Records to use:
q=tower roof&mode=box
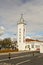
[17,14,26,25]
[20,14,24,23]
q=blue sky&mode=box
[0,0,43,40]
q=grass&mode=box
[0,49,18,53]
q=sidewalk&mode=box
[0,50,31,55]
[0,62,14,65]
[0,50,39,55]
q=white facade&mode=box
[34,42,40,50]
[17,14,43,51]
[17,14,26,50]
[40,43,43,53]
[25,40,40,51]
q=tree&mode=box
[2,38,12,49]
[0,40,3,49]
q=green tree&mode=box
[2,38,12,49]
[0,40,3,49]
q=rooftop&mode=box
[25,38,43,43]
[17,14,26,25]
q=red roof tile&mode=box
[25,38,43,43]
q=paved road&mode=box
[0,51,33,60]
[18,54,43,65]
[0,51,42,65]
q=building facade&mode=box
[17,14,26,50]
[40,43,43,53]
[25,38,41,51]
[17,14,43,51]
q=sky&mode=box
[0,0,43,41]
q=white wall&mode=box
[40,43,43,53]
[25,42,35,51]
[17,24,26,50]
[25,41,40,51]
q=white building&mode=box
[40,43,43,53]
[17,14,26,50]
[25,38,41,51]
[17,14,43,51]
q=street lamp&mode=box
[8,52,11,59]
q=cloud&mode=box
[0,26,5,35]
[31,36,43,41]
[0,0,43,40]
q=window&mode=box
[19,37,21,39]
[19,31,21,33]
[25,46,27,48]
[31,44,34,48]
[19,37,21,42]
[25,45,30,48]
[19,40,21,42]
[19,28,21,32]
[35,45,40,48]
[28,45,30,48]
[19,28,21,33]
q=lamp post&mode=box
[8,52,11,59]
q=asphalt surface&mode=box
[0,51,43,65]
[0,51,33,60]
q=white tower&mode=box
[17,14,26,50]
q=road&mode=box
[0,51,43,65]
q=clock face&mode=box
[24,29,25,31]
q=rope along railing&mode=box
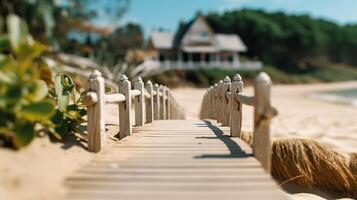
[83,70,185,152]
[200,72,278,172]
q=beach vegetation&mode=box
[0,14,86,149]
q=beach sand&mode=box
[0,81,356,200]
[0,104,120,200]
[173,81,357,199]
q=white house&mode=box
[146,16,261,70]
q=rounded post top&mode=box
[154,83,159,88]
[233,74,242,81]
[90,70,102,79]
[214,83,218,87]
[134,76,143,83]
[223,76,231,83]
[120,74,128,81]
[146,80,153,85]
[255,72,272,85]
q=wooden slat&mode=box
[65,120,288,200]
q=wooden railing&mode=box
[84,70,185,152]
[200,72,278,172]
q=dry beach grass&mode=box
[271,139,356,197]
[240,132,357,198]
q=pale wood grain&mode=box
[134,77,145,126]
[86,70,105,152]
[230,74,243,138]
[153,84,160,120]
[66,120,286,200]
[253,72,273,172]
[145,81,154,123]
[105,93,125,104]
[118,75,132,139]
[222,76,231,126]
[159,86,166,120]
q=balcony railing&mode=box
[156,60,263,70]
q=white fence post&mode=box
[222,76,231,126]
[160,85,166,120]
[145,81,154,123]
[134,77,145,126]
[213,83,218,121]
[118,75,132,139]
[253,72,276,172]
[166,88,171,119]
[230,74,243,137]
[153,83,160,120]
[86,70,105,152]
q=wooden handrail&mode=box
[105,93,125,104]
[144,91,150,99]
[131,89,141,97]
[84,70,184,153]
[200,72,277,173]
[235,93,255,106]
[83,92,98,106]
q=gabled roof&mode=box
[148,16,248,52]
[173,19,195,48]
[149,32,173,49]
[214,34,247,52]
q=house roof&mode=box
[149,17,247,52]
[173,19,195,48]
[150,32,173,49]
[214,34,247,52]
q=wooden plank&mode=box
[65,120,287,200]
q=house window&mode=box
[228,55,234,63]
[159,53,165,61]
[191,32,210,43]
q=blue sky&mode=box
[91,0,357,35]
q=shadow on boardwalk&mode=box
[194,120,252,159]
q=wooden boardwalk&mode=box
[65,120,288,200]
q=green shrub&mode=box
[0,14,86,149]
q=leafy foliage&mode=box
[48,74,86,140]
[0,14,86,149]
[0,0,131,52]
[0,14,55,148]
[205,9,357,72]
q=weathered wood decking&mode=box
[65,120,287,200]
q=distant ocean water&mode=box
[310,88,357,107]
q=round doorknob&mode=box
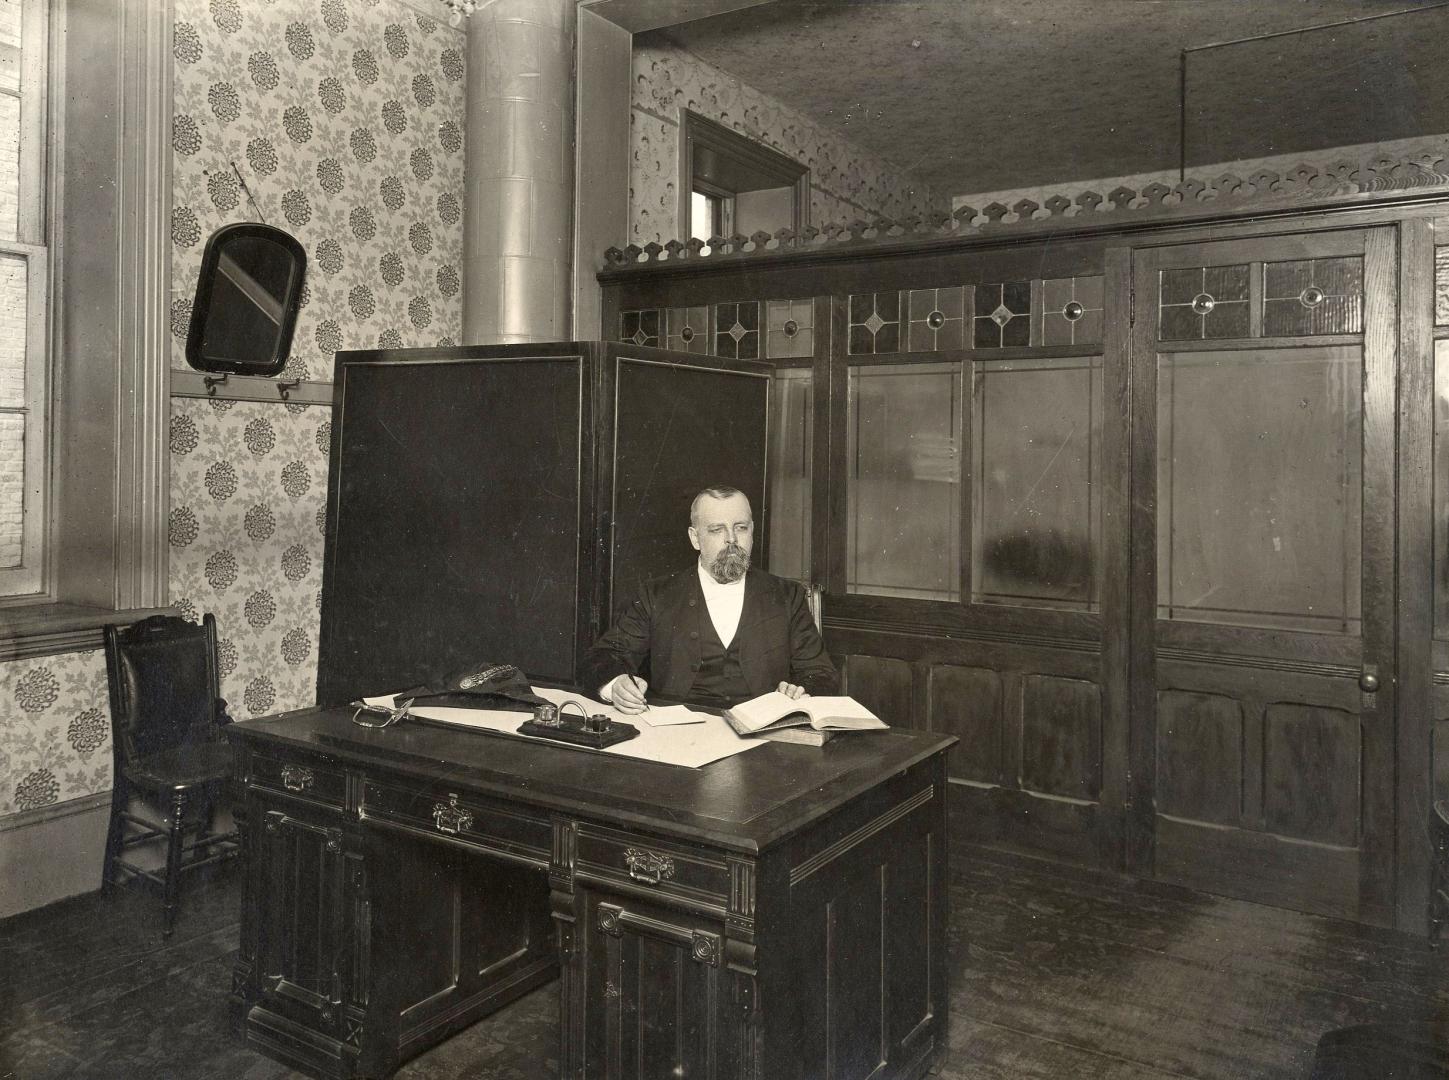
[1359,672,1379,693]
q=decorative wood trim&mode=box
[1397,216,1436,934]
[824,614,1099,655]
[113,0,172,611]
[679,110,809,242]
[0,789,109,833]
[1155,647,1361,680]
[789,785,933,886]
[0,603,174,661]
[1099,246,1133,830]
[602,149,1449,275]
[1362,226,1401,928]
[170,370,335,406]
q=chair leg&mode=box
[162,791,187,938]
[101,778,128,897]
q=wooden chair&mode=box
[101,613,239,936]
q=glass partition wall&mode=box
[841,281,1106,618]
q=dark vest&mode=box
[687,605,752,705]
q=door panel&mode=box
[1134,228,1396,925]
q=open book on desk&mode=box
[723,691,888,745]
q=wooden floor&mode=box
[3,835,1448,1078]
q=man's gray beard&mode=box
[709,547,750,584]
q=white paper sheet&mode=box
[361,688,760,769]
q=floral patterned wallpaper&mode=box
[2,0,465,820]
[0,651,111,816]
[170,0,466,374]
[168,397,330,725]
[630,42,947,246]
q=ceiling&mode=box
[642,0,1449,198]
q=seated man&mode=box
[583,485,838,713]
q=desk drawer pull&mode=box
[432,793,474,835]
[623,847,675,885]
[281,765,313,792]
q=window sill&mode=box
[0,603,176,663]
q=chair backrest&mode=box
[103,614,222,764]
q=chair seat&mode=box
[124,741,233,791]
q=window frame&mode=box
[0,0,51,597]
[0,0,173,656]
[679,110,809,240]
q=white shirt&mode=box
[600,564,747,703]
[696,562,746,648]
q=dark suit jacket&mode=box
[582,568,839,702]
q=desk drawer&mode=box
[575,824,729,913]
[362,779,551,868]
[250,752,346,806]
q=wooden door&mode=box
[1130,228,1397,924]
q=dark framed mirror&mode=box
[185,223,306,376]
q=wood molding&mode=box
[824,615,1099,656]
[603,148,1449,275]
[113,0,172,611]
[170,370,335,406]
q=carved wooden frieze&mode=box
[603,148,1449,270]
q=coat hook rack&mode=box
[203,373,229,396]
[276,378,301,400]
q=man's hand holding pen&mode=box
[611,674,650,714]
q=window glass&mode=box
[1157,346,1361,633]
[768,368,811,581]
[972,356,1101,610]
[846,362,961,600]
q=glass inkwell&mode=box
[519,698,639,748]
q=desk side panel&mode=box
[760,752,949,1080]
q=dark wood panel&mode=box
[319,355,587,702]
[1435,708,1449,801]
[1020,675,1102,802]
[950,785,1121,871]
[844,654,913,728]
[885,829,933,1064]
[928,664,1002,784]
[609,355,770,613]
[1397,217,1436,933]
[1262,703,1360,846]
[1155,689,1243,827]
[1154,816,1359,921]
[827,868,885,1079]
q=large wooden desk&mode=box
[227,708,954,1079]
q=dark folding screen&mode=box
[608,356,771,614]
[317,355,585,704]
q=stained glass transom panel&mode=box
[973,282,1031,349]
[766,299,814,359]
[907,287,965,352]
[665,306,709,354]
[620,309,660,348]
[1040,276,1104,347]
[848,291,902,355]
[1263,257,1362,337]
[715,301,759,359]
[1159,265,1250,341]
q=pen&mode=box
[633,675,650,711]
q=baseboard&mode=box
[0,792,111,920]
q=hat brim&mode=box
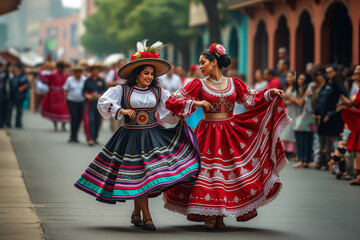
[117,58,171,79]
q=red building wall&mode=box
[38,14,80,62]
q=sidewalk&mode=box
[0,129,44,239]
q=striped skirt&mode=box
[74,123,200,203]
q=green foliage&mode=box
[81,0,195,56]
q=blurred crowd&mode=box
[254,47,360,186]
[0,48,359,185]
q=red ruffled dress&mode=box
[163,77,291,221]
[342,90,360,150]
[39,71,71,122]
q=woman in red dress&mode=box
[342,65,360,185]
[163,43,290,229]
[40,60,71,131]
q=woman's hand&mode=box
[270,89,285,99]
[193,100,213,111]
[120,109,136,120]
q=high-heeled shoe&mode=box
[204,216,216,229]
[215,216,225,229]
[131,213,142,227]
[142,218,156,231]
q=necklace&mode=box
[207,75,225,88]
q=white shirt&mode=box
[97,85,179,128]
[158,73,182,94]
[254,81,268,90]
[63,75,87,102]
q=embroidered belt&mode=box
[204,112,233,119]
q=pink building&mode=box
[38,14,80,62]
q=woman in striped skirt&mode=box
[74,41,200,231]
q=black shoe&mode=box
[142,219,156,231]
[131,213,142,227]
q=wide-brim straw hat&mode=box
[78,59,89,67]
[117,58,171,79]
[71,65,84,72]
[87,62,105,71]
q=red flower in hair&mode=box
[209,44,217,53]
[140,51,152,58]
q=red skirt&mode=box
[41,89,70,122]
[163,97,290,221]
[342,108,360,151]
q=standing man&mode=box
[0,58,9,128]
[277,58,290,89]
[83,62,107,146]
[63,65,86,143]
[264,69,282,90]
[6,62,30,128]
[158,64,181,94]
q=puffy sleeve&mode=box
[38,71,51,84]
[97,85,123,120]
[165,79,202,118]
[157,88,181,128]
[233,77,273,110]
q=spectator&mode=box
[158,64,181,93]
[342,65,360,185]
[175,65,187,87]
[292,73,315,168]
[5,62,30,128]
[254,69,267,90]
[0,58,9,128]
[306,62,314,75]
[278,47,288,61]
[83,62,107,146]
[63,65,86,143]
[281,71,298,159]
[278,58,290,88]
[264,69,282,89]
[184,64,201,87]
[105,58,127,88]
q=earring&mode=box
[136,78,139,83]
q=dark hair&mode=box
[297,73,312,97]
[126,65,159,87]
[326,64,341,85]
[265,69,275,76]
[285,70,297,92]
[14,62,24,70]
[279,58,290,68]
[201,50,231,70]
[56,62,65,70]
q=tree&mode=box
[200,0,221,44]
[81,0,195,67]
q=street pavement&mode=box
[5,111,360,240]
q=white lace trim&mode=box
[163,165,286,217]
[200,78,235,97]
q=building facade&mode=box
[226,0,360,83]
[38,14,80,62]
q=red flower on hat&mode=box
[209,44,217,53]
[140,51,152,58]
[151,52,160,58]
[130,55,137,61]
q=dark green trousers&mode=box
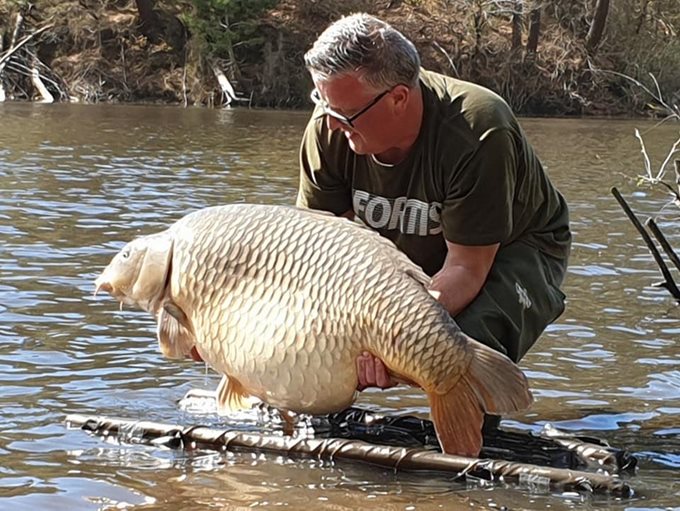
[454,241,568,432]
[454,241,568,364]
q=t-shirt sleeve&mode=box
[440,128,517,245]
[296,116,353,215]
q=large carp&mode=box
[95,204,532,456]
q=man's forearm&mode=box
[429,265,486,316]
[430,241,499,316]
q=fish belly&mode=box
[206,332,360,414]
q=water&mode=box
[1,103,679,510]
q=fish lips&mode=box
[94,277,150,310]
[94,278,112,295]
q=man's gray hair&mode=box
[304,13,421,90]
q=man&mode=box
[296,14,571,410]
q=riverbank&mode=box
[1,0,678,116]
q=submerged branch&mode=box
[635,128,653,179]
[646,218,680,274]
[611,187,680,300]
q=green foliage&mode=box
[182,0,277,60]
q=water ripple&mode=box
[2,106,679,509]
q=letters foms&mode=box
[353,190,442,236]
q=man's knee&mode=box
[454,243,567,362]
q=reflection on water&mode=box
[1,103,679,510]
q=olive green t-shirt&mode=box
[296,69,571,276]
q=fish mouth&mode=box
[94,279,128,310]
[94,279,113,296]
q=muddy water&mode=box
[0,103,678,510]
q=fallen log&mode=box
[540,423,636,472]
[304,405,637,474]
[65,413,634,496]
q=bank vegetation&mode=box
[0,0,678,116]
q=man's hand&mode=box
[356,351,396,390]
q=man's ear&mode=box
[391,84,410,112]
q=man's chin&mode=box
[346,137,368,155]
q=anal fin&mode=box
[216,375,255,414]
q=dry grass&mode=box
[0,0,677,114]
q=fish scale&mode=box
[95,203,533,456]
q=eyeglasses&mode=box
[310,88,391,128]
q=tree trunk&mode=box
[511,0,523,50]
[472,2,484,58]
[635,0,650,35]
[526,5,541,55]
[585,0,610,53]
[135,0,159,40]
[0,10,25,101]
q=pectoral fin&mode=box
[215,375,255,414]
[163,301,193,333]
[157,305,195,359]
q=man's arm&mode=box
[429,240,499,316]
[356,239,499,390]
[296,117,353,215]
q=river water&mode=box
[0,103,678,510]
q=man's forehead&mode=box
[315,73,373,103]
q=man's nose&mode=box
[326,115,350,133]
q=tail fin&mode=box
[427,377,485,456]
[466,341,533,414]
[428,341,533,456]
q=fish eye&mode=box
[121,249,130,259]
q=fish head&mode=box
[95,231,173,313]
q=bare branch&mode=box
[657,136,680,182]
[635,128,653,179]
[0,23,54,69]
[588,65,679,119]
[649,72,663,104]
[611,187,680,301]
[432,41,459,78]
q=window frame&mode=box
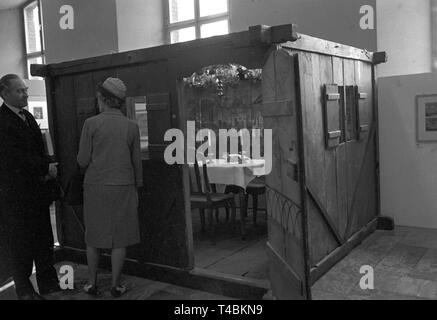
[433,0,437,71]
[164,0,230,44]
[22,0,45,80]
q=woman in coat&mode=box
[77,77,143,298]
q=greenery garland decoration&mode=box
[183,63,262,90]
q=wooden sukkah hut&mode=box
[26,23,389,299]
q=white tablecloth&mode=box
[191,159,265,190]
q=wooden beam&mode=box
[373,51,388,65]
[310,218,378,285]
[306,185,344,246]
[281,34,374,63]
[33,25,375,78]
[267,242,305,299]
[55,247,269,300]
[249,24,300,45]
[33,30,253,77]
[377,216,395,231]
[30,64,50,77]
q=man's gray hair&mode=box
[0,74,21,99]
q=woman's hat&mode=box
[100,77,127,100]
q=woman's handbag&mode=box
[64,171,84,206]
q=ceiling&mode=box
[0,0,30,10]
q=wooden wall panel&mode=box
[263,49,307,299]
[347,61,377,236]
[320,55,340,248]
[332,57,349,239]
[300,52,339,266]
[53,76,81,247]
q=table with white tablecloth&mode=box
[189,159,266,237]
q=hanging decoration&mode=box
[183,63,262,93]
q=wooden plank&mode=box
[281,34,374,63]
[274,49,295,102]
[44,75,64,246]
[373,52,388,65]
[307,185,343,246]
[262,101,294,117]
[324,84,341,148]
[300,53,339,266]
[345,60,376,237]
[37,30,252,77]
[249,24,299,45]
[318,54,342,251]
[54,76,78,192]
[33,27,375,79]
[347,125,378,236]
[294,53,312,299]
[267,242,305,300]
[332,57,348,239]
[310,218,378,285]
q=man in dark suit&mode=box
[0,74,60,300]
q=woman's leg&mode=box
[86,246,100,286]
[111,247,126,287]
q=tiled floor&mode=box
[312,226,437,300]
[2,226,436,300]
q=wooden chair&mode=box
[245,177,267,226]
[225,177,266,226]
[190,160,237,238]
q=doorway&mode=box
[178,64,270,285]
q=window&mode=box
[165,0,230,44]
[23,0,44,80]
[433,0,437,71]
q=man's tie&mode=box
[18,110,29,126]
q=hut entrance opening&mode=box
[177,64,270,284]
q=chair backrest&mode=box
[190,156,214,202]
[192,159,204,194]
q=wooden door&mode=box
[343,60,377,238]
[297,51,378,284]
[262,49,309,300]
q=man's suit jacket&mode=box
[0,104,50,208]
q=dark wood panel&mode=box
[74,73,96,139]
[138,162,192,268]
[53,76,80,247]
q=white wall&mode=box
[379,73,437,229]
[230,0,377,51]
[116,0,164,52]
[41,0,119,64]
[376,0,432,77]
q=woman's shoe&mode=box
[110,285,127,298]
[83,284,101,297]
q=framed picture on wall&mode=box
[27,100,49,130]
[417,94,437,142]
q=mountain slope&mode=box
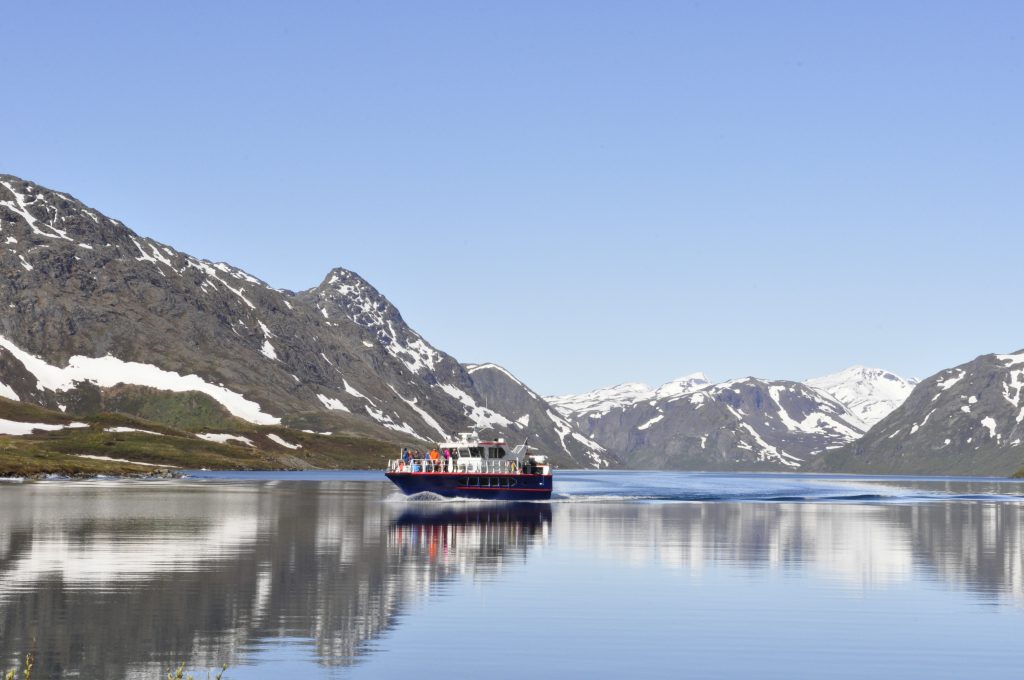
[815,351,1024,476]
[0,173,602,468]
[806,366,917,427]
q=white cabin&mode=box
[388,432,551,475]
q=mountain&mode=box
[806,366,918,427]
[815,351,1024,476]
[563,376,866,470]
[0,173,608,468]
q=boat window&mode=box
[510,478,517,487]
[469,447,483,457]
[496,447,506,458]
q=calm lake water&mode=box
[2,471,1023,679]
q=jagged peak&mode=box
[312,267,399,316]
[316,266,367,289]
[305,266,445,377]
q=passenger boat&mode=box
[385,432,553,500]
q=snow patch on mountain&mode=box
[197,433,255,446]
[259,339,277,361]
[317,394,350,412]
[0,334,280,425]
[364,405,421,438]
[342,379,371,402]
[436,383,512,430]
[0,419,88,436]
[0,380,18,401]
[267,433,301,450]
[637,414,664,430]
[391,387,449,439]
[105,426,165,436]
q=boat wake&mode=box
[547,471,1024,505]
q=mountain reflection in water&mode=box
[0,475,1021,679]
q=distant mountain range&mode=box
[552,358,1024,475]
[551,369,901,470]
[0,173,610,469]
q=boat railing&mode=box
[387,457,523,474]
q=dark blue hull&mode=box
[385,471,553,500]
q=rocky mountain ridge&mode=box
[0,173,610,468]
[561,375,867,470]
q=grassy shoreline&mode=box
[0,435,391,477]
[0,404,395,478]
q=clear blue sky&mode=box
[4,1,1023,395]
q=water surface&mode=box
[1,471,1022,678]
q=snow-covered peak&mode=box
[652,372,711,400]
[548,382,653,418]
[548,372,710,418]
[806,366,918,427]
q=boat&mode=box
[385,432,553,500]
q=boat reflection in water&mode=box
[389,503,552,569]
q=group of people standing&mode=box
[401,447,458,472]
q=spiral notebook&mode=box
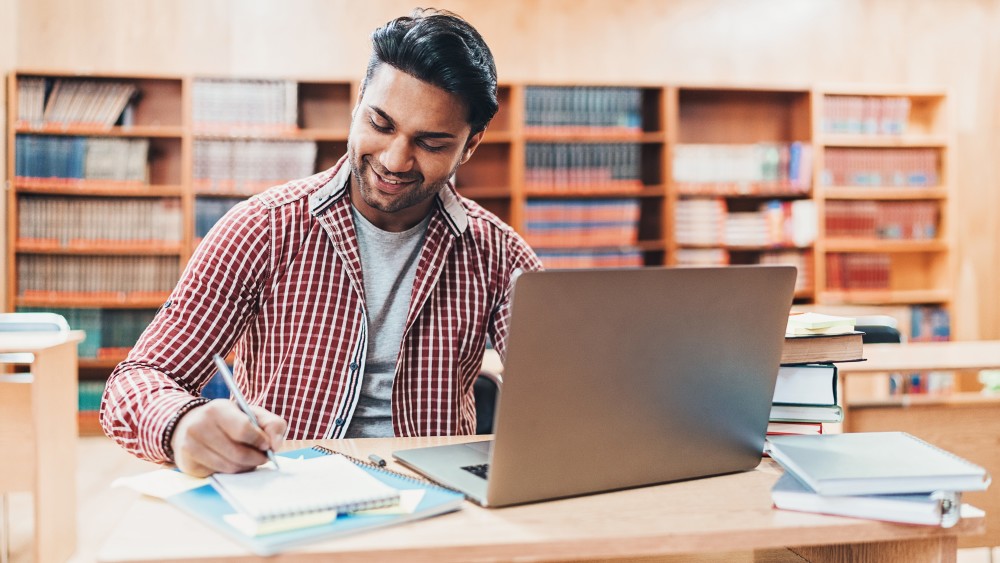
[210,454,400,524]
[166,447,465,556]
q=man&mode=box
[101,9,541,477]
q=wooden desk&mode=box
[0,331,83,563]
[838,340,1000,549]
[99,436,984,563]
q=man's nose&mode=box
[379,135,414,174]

How to complete this task: Setting the pictures aside, return exactly the lines from the line with "q=passenger boat&mode=box" through the last line of the listing above.

Solution below:
q=passenger boat&mode=box
[385,432,553,500]
q=snow patch on mountain&mode=box
[197,433,255,446]
[259,339,277,361]
[317,394,350,412]
[0,334,280,425]
[364,405,421,438]
[342,379,371,402]
[436,383,512,430]
[0,419,88,436]
[0,380,18,401]
[267,433,301,450]
[637,414,664,430]
[391,387,449,439]
[105,426,165,436]
q=boat wake&mode=box
[547,471,1024,505]
q=mountain reflection in water&mode=box
[0,475,1021,679]
q=distant mountain range&mode=box
[552,358,1024,475]
[551,369,901,470]
[0,173,610,469]
q=boat railing&mode=box
[387,457,523,474]
q=dark blue hull&mode=box
[385,471,553,500]
q=rocky mountain ridge&mode=box
[0,173,610,468]
[561,375,867,470]
q=grassy shoreline&mode=box
[0,435,391,477]
[0,404,395,478]
q=clear blue sky&mode=box
[4,1,1023,395]
q=water surface&mode=box
[1,471,1022,678]
q=snow-covered peak&mode=box
[652,372,711,400]
[548,382,653,418]
[548,372,710,418]
[806,366,918,427]
q=boat&mode=box
[385,432,553,500]
q=boat reflection in water&mode=box
[389,503,552,569]
q=group of people standing&mode=box
[401,447,458,472]
q=spiral notebook&mode=box
[210,454,400,524]
[166,447,465,556]
q=man&mode=box
[101,9,541,477]
q=wooden desk&mode=box
[0,331,83,563]
[838,340,1000,549]
[99,436,984,563]
q=man's nose&mode=box
[379,135,414,174]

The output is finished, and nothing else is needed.